■ WORK REQUIRED:
Below are records with pictures in them; print them exactly, omitting the pictures.

(Entries taken from a collection)
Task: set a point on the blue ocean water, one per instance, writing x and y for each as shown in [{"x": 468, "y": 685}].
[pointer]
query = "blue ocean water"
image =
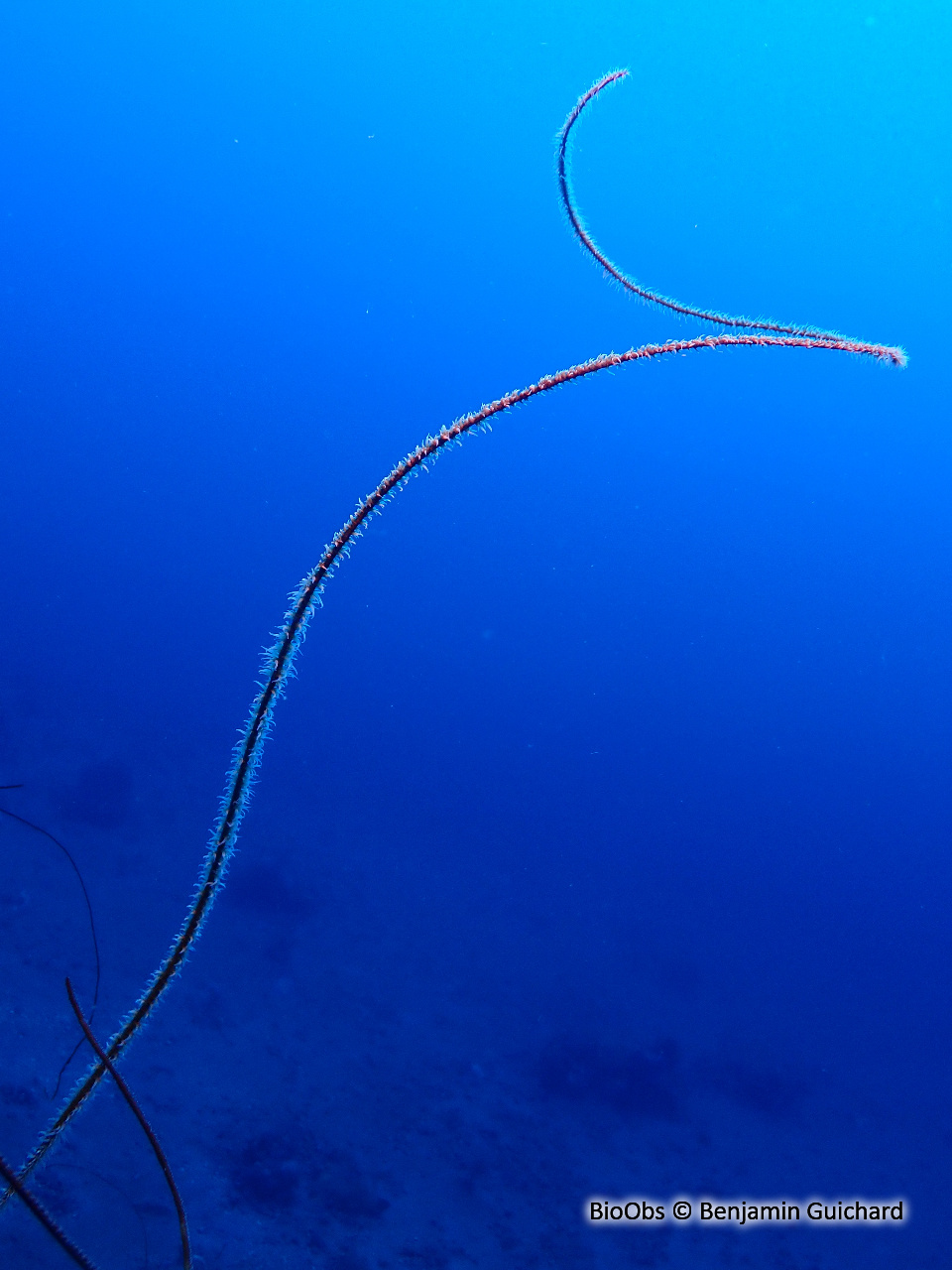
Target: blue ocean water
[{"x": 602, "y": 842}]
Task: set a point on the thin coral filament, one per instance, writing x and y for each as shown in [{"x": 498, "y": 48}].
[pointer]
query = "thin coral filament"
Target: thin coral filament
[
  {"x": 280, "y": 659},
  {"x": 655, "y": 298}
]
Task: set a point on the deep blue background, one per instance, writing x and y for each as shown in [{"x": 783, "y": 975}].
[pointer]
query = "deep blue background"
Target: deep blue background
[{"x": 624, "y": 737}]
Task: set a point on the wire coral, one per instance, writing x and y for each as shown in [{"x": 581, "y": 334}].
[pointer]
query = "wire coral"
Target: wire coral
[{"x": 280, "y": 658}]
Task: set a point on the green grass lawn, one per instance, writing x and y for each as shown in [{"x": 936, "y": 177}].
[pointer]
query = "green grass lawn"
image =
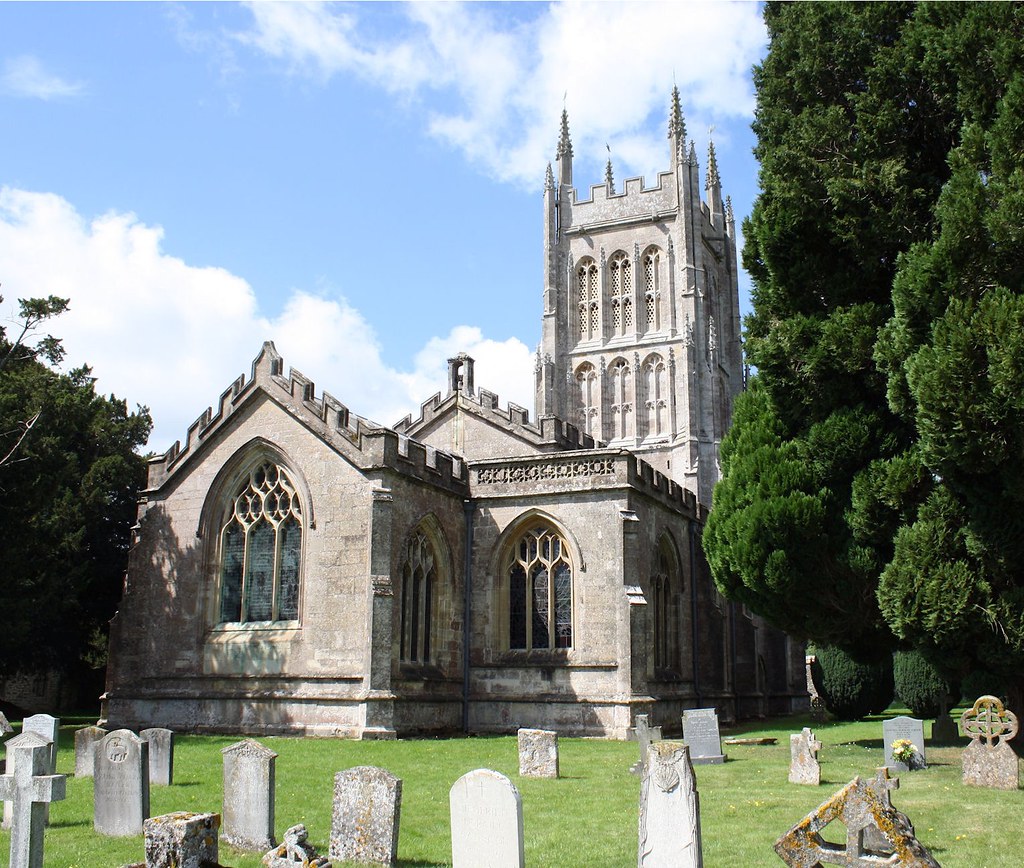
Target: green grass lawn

■ SOLVED EXERCISE:
Task: set a point on the blue ocean water, one per instance, writing x and y for each as shown in [{"x": 468, "y": 685}].
[pointer]
query = "blue ocean water"
image =
Target: blue ocean water
[{"x": 602, "y": 842}]
Task: set a point on the thin coral filament, one per instance, writing x and y for each as shown in [{"x": 498, "y": 48}].
[pointer]
query = "thin coral filament"
Target: thin coral filament
[
  {"x": 280, "y": 659},
  {"x": 655, "y": 298}
]
Task: set a point on the deep blue background, one per instance, writing x and y for each as shown in [{"x": 783, "y": 975}].
[pointer]
query = "deep blue background"
Target: deep blue background
[{"x": 624, "y": 737}]
Task: set a point on the wire coral, one per instance, writing x and y for each as shown in [{"x": 581, "y": 334}].
[pointer]
query = "wire coral"
Target: wire coral
[{"x": 280, "y": 658}]
Task: set a point on the green grass lawn, one per instance, writing x and y for each as shown in [{"x": 936, "y": 177}].
[pointer]
query = "green grass lawn"
image =
Target: green grass lawn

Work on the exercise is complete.